:: Data listing

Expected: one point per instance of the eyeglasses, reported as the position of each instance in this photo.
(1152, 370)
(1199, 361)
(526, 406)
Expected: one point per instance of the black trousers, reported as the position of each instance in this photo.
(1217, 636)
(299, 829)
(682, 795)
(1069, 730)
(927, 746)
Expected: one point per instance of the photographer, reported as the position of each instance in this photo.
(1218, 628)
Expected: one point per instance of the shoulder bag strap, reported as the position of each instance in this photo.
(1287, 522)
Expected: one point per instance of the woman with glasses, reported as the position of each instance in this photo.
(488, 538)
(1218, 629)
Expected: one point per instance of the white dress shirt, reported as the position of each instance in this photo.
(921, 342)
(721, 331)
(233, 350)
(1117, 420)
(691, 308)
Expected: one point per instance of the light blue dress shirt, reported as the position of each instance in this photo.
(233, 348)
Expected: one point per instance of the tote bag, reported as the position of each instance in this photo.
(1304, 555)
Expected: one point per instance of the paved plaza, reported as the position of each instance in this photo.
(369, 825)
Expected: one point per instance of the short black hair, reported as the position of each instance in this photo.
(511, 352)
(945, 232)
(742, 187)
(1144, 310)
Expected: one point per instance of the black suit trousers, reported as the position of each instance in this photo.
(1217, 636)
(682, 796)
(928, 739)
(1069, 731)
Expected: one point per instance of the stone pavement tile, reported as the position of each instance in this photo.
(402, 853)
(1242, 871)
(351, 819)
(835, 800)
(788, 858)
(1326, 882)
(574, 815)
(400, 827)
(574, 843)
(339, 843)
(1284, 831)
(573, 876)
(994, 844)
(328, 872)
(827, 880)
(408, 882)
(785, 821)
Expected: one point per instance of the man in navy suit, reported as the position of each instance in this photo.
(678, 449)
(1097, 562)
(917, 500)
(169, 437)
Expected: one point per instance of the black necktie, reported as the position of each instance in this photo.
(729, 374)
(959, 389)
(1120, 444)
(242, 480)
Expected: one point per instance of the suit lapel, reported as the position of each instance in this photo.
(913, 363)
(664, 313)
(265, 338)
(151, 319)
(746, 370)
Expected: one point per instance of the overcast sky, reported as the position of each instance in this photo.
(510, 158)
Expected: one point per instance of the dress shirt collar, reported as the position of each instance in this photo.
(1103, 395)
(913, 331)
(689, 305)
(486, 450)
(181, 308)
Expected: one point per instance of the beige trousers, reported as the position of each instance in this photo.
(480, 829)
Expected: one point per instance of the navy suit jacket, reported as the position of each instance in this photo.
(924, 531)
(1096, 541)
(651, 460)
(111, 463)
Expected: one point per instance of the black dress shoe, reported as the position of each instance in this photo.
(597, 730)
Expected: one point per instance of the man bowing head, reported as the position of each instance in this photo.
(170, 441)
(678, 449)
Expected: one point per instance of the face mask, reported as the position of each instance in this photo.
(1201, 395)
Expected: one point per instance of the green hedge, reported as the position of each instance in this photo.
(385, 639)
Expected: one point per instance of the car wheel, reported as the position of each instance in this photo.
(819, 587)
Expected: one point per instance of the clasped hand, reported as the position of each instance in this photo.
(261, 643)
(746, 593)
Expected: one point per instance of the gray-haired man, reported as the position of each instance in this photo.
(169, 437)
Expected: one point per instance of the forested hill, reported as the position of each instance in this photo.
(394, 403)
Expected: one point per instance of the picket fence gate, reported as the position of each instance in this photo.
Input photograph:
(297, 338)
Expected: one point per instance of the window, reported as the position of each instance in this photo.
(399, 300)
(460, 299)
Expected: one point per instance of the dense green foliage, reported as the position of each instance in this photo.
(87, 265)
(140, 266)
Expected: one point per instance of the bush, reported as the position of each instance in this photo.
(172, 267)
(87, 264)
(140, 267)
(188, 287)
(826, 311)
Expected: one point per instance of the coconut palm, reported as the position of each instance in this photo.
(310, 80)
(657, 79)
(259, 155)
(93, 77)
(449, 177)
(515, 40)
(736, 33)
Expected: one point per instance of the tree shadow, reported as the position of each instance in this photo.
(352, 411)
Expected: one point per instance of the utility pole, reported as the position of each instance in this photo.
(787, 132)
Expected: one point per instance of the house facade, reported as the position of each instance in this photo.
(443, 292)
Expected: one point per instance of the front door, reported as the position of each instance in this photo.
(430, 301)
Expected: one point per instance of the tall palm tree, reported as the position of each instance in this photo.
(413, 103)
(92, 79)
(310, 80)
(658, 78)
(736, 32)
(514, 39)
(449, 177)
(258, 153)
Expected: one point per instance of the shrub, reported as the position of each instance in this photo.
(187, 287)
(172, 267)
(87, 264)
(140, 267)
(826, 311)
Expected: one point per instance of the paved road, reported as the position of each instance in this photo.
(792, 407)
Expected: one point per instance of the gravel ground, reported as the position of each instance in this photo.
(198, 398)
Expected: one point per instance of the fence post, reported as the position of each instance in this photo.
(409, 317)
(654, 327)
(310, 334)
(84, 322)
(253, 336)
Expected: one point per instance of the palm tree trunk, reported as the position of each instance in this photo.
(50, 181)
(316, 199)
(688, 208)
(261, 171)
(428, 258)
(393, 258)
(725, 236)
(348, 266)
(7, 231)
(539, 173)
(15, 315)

::::

### Exercise aim
Exactly as they stand, write out all of the entries.

### Solution for this exercise
Expected: one point per instance of the eyeglasses, reported as the position of each instance in this photo.
(1152, 370)
(1199, 361)
(526, 406)
Expected: one point per instance of the black trousers, reported as the position of each instance in this photo.
(1217, 636)
(299, 829)
(682, 795)
(1069, 730)
(927, 746)
Expected: one point per instance of the photographer, reported as the position of each instance in this photo.
(1218, 628)
Expected: one point per instance of the shoulder bag strap, reported as the position of each instance in this photo.
(1287, 522)
Expected: one point per instance of the woman with glasses, reported as the position of each instance in this photo.
(488, 538)
(1218, 629)
Expected: one point per instance of the white dress shirt, reported as the position of each instance in this photo.
(921, 342)
(721, 331)
(233, 350)
(1117, 420)
(691, 308)
Expected: one point per instance of the light blue dress shirt, reported as the position of each instance in this photo.
(233, 348)
Expected: one point per instance of the tote bag, reported as the position of each instance in this photo.
(1304, 555)
Expected: one point per instance of the paved plaza, reported as the position of each instance in this photo.
(369, 825)
Expected: one point per instance of the short black hair, reported as the position of each instance in this photo.
(511, 352)
(945, 232)
(742, 187)
(1144, 310)
Expected: one point per instance of the black suit trousers, reported as the position of each instance in this photo.
(1217, 636)
(682, 796)
(928, 739)
(1069, 731)
Expected: one point per instance of the stone pavement tile, reported as the position of each instance in this photo.
(402, 853)
(1242, 871)
(351, 819)
(835, 800)
(788, 858)
(1326, 882)
(574, 815)
(400, 827)
(574, 843)
(339, 843)
(1284, 831)
(573, 876)
(994, 844)
(328, 872)
(827, 880)
(408, 882)
(785, 821)
Expected: one point per instance of the man in navy suit, reported as the position of each instance in this photo.
(678, 449)
(1097, 562)
(917, 500)
(169, 437)
Expected: one point per instance of the black necktie, reported as the position of each instance in this photo.
(729, 374)
(959, 389)
(1120, 444)
(242, 480)
Expected: one point per instance of the suit lapel, reported as the position of each instance in this photo.
(913, 363)
(664, 313)
(265, 338)
(151, 319)
(746, 370)
Expected: one point per instance of the overcast sky, reported as the position of each instance in this photo.
(510, 158)
Expected: one point per instance of the dress shirt collar, reported as the position of each instance in this photo.
(1103, 395)
(913, 331)
(689, 305)
(486, 450)
(181, 308)
Expected: one point per instance of the beige trousers, reported as the position of each instance in this photo.
(480, 829)
Expected: one point per instance of the navy suit jacket, reported as the position of each instance in this photo.
(924, 531)
(1096, 541)
(651, 460)
(111, 463)
Expected: one point per instance of the black dress shoe, reported as the position of each instance in this photo.
(597, 730)
Expected: one point per instance of the man bowing head, reported as the position of each instance in this photo.
(170, 441)
(678, 449)
Expected: one point per instance of the face mask, reported as the position of each instance in this photo.
(1201, 395)
Expected: one point per instance of the green hedge, reported as the position of each instance in this photo.
(385, 639)
Expected: one point per instance of the car wheel, reported as the position of each instance in this photo.
(819, 587)
Expected: one point per instance of the clasped hand, reported as the position of each instance in this photo.
(261, 643)
(746, 593)
Expected: one point per instance of the gray-haired man, reported as the position of each instance in this photo.
(169, 437)
Expected: one point per instance of the forested hill, reported as the position of each instance in this photo.
(394, 403)
Expected: one point per instance of the picket fence gate, reported as the position of each instance in this photo.
Input photograph:
(297, 338)
Expected: one point per instance of the window, reported as the position of each instance in this photo.
(399, 300)
(460, 299)
Expected: one point per instance of the dense green foliage, reported as the position of each instance in this photo.
(87, 265)
(140, 266)
Expected: one point per instance of the bush, reported as the position of each instance in this photo.
(172, 267)
(87, 264)
(140, 267)
(188, 287)
(826, 311)
Expected: one point per instance of the coconut palm, reported as the position of each instance in this photo.
(310, 80)
(657, 79)
(259, 155)
(93, 77)
(449, 177)
(515, 40)
(736, 33)
Expected: one point per instance of the tree shadow, reported as the position of each instance in this photo.
(352, 411)
Expected: one point per instance of the utility pole, reported as the position of each instance in this photo.
(787, 132)
Expected: one point per instance of the house facade, reported as the position of each instance in this photo.
(443, 292)
Expected: one point per instance of the front door, reported as the position of each instance in this photo.
(430, 301)
Expected: one point per instance of the tall palm tree, reported as the position of each instance in this photo.
(413, 103)
(92, 79)
(310, 80)
(658, 78)
(736, 32)
(514, 39)
(449, 177)
(258, 153)
Expected: one point per instance of the shrub, reported as the position of each instance in this photo.
(187, 287)
(172, 267)
(87, 264)
(140, 267)
(826, 311)
Expected: one point per instance of the paved road, reported as the position of each instance in this photo.
(792, 407)
Expected: one point per instance of the gravel ground, reported as the position of each instance in this photo.
(198, 398)
Expected: one point per instance of the fence post, reported as the position of each instance in this photo.
(409, 317)
(654, 327)
(310, 334)
(84, 322)
(253, 336)
Expected: one point per instance of the palm tree trunk, reported as the position of each instance in this photo.
(50, 181)
(316, 199)
(688, 208)
(261, 171)
(428, 258)
(393, 258)
(725, 236)
(348, 266)
(7, 231)
(539, 173)
(15, 315)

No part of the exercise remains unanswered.